Exchanges such as these, often along the fault line of North and South, revealed cracks in the ICC's self-promoted image of being the 'world business organisation'. The reality is that the ICC is dominated by the world's largest and most powerful transnational corporations which aggressively pursue their own interests often times without even seeking consensus in the world business community for which it claims to speak for. However, the dissension in the ranks was not worthy of mention as the final declaration reiterated the ICC's claim to be "the collective voice of business throughout the world."

From bluewash?

The ICC is keen to pull the rug from underneath the critics of globalisation by dispelling any public fears about the effects of globalisation. Being a business organisation, it's main strategy for achieving this is by engaging itself in an intense marketing campaign for globalisation. 'An Opportunity, Not a Threat' is the title of the 'Budapest Business Declaration'. It states that, "Business accepts that it has an indispensable role to play, together with governments, in explaining the benefits and opportunities that flow from the global economy and a readiness to adapt to change. The fears and misconceptions must be dispelled." [5] ICC President Adnan Kassar, warned the participants that business should be prepared to answer questions related to the downsides of globalisation. Discussions were, however, not focused on finding solutions to the very real problems which have brought about public "fears and misconceptions," but on how to be 'perceived' to be doing so, exposing an attitude of deep cynicism and self-interest which pervades the business community.

> **SUPPLIED MATERIAL**:
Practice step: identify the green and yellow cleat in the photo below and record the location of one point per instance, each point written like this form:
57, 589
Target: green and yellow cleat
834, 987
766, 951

> **TASK STATEMENT**: Reproduce the ICC passage word for word from "Exchanges such as" to "From bluewash?". Rely on the ICC passage alone, not on the lines.

> **CORRECT RESULT**:
Exchanges such as these, often along the fault line of North and South, revealed cracks in the ICC's self-promoted image of being the 'world business organisation'. The reality is that the ICC is dominated by the world's largest and most powerful transnational corporations which aggressively pursue their own interests often times without even seeking consensus in the world business community for which it claims to speak for. However, the dissension in the ranks was not worthy of mention as the final declaration reiterated the ICC's claim to be "the collective voice of business throughout the world."

From bluewash?